Tarefa proposta:
No trecho sobre o iPad, substitua "papo" por "assunto" e reescreva tudo desde "Esse papo de" até "fez essa pergunta.".

No meu desktop ou notebook, o Photoshop está sempre aberto, Word, umas 15 janelas, Google Talk, um cliente de Twitter, o Zune. Eu preciso de tudo isso para trabalhar (música inclusive). Dá para resolver quase tudo com o navegador – é o que aposta o Chrome OS – mas eu gasto bem menos tempo em um desktop ou note parrudo. Mas trabalho seriamente com o computador, preciso de programas específicos que nas versões para o iOS (lembre que o iPad tem o sistema operacional de um smartphone) aparece em versões até boas, mas incompletas.
Isto posto, se você é um executivo que precisa de algo para mostrar coisas em reuniões, fazer anotações, checar e-mails e tudo, ele funciona bem. Na Europa vi muita gente em coletivas com alguma variação do conjunto ao lado: teclado e iPad: a dupla resolve as tarefas mais simples. Eu mesmo já usei um bocado do iPad para fazer anotações em coletivas, (dá para digitar bem rápido no teclado virtual uma vez que você pega o jeito e acha a posição no colo). Mas trabalhar sério, quase impossível.
Esse papo de trabalho me cansa. Eu quero usar o iPad para tudo menos trabalho. Aí que ele é melhor, não?
Ah, aí que ele brilha, que bom que você fez essa pergunta.
Eu não fiz essa pergunta, você teve que escrever para puxar o assunto.
Para você ver como é o problema das expectativas erradas (criadas em parte pelo próprio Jobs, diga-se). Eu olho o meu Zune HD, que tem uma tela minúscula, só 3 joguinhos, um navegador medíocre, que não funciona como pen-drive… E ele é, de longe, a melhor experiência para quem gosta muito de música (motivos aqui). O lance é que eu espero que o Zune HD faça isso bem, nada mais, e por isso estou muito satisfeito. Se quisesse substituir um iPod Touch por um Zune HD ficaria decepcionado, já que o negócio da Apple é um computador para todos os fins. Mas como pra mim música é muito importante, e estou bastante feliz com a minha escolha.

Extratos dos itens:
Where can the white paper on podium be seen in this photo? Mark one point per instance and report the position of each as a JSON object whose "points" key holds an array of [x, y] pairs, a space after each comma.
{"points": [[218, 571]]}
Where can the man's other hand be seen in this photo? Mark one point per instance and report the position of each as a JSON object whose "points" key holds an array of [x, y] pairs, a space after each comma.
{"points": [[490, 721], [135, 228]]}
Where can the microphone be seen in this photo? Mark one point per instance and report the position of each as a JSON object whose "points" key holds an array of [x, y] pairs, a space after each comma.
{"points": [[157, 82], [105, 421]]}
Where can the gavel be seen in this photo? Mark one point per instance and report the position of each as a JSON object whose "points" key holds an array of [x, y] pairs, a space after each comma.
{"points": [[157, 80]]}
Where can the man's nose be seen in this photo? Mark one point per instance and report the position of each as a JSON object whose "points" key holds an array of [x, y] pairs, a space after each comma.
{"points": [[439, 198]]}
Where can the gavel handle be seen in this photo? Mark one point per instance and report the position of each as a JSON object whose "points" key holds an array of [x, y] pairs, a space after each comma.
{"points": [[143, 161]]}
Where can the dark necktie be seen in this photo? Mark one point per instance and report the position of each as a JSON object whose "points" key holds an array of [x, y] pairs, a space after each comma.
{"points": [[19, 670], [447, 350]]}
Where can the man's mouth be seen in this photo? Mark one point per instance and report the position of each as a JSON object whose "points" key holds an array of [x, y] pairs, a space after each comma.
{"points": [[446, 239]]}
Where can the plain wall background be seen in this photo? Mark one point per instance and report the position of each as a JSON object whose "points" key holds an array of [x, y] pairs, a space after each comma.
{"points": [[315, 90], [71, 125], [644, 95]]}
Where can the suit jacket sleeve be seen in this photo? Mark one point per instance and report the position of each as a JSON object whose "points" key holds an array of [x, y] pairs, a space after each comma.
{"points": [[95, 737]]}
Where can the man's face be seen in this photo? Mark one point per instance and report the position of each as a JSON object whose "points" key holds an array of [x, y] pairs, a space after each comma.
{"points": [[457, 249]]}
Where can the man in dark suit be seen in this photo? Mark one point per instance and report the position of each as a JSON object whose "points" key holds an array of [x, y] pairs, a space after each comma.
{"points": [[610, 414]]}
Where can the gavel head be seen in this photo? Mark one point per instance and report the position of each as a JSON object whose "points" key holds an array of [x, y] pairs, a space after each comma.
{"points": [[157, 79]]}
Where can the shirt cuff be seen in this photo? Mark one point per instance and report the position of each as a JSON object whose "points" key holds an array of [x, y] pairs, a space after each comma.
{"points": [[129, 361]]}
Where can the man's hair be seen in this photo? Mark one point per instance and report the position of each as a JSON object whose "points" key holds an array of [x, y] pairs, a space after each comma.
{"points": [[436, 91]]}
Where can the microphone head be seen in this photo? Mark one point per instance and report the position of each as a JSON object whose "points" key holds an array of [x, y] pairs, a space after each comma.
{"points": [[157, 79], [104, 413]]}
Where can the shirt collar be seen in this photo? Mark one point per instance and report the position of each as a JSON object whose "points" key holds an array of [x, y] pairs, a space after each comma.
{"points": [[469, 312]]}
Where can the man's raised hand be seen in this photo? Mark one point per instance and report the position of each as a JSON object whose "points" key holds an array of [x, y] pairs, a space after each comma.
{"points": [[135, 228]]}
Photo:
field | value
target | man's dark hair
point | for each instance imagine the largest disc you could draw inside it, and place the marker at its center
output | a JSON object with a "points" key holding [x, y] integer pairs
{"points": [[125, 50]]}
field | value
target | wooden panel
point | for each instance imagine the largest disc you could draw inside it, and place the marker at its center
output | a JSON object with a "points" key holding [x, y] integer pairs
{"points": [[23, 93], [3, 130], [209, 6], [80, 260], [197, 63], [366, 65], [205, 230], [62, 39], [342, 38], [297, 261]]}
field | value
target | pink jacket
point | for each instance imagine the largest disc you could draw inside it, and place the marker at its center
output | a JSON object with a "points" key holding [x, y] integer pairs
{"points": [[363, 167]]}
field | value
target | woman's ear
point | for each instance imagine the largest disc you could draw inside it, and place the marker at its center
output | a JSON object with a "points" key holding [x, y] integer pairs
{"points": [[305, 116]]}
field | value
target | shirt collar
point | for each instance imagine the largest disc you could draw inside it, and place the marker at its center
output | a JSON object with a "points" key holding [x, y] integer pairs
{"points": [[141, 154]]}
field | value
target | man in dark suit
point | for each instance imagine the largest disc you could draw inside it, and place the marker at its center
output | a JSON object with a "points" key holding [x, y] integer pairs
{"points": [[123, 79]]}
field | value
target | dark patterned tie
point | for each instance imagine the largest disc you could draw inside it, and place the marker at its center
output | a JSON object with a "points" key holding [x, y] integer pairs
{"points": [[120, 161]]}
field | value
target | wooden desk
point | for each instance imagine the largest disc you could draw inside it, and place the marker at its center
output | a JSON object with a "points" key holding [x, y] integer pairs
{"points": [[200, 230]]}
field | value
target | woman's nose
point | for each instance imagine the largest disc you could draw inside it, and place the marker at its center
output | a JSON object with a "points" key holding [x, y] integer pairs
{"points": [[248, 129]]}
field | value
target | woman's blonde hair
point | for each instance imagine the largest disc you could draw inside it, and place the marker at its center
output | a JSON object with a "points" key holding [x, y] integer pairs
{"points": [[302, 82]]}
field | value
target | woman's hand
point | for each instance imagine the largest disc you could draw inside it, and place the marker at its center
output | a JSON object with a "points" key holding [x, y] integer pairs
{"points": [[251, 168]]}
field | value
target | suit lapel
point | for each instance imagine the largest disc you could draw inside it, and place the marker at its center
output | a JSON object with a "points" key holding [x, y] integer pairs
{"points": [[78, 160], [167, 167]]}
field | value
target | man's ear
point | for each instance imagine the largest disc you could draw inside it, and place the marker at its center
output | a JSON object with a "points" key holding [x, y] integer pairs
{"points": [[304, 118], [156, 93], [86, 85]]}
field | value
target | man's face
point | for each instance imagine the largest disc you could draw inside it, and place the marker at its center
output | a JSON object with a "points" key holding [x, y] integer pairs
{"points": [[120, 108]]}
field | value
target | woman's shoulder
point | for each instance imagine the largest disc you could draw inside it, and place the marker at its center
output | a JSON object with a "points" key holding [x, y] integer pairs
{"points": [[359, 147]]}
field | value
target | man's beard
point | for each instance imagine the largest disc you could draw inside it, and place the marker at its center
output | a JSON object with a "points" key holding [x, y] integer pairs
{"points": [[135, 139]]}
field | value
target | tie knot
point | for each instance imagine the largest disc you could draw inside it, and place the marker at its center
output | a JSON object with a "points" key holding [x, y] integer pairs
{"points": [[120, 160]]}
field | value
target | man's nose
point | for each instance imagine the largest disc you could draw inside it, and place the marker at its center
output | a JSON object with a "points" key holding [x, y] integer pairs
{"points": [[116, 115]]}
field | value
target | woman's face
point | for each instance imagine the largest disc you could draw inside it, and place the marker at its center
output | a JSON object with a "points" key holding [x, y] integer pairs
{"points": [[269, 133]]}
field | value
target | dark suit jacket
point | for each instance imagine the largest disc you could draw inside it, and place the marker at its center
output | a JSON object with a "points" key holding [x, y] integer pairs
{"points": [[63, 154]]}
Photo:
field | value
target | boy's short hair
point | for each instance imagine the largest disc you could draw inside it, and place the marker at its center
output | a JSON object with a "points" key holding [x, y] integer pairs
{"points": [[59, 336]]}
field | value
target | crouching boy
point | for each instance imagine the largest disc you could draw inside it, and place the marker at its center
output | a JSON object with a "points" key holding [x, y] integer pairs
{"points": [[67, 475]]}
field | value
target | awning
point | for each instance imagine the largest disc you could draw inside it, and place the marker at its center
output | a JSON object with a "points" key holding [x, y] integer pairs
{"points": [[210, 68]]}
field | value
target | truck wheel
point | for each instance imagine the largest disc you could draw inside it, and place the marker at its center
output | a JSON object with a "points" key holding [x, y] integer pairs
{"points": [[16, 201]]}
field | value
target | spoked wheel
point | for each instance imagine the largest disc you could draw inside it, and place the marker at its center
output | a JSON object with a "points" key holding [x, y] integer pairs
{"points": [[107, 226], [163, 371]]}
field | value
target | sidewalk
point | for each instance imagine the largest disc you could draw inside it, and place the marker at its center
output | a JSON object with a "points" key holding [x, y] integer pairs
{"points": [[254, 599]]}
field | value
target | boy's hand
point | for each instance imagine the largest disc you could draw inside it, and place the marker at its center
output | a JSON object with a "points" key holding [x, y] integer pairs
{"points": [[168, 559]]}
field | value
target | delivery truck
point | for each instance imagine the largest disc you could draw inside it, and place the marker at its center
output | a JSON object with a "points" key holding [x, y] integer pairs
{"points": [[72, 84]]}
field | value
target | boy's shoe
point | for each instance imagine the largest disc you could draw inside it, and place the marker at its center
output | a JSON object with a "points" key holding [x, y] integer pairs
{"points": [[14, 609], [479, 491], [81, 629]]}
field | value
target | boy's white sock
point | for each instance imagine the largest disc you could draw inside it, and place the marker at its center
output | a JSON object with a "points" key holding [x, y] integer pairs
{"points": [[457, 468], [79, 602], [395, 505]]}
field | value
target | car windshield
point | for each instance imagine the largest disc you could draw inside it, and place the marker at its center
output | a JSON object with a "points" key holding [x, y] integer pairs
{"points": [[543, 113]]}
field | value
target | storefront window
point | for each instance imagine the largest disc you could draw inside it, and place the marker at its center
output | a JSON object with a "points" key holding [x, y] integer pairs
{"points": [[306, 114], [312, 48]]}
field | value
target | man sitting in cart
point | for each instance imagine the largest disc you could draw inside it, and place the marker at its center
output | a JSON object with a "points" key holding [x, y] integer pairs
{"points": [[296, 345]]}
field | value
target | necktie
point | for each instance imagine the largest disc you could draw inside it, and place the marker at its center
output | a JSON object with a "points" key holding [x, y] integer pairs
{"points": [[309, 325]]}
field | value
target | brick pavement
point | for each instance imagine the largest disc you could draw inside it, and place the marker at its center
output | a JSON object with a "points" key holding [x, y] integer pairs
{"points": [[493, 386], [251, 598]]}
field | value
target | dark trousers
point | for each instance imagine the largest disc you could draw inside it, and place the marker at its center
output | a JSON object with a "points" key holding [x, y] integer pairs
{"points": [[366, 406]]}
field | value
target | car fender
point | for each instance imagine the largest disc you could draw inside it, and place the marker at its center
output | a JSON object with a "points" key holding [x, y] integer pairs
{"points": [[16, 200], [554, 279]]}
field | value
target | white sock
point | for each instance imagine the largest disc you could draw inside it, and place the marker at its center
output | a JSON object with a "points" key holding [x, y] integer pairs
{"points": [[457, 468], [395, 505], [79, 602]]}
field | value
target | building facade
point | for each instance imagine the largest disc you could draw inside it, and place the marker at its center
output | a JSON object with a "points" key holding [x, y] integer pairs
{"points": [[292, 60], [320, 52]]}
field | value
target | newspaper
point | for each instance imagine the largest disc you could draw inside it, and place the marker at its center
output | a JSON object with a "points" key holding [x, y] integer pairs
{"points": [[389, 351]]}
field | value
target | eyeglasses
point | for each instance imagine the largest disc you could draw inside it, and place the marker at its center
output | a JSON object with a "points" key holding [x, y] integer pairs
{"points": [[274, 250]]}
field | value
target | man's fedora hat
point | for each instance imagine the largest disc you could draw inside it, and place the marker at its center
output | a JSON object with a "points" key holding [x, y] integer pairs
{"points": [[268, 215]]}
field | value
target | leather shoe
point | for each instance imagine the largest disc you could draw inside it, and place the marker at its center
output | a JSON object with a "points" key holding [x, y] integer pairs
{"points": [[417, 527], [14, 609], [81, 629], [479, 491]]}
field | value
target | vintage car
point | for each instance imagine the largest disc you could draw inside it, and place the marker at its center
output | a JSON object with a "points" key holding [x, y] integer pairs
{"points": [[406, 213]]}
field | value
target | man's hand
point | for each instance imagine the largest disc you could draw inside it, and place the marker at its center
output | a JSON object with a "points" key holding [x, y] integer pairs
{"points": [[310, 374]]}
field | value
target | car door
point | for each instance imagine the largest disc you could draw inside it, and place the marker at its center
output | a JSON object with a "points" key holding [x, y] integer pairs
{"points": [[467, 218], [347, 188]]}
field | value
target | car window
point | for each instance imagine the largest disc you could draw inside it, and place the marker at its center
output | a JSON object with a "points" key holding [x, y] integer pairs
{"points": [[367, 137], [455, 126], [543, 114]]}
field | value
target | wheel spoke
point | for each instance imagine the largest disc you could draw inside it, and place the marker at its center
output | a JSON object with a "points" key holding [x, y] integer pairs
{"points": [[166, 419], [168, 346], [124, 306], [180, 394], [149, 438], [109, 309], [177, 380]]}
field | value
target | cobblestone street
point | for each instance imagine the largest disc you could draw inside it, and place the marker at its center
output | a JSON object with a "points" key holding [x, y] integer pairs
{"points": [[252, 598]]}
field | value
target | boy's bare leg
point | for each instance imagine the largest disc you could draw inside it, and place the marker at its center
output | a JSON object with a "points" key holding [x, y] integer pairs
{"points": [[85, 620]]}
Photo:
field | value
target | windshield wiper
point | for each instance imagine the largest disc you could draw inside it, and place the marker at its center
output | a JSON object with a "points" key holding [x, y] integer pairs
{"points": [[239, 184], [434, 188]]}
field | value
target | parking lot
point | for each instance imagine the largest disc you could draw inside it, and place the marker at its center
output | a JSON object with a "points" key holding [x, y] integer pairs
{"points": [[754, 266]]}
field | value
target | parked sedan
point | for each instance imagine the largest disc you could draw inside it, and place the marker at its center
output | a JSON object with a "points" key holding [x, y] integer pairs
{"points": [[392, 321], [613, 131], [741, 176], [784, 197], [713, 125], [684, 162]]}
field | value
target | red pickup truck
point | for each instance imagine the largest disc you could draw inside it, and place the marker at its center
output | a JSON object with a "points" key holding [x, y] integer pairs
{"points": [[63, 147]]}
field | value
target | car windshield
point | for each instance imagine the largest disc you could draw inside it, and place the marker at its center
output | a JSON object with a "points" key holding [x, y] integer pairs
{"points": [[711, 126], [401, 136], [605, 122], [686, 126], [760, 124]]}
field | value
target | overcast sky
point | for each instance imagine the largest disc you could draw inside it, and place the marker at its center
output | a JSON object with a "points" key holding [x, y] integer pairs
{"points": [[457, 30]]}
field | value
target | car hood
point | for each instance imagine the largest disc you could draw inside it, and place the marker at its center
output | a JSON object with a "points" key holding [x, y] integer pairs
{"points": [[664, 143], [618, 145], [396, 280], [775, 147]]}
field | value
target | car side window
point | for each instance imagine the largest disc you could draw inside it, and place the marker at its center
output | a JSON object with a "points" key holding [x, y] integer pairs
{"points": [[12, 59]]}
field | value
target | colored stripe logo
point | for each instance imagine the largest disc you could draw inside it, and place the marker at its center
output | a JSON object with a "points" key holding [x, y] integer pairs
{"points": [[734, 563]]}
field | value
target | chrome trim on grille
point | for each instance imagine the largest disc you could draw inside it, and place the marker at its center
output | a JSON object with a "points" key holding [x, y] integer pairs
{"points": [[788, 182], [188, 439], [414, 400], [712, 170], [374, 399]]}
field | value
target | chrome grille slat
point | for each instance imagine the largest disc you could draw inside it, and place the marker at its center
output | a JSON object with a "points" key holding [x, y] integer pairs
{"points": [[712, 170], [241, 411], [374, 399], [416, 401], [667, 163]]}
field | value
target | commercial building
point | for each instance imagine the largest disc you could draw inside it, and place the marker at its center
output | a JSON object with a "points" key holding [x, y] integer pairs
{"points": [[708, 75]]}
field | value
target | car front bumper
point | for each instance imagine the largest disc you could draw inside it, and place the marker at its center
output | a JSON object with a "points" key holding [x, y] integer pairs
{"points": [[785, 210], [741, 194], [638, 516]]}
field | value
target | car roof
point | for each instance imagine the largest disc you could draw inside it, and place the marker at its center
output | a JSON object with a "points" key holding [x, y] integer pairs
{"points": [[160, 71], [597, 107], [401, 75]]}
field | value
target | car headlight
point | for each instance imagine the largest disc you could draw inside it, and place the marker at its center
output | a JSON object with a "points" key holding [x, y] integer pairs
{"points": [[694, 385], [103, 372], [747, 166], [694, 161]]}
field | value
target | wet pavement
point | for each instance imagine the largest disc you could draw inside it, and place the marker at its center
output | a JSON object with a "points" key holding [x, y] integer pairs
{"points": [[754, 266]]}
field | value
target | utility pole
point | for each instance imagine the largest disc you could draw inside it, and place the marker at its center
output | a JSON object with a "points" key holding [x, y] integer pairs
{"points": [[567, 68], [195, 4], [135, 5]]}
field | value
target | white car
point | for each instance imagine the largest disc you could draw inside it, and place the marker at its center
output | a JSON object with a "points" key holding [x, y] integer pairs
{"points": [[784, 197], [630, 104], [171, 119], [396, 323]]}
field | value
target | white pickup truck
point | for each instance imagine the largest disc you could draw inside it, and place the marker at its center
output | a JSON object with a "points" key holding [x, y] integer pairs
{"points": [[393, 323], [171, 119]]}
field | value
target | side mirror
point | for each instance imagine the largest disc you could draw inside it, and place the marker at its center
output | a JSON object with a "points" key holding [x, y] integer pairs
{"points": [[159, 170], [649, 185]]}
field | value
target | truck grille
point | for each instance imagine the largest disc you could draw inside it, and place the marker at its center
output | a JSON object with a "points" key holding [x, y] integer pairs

Resposta:
Esse assunto de trabalho me cansa. Eu quero usar o iPad para tudo menos trabalho. Aí que ele é melhor, não?
Ah, aí que ele brilha, que bom que você fez essa pergunta.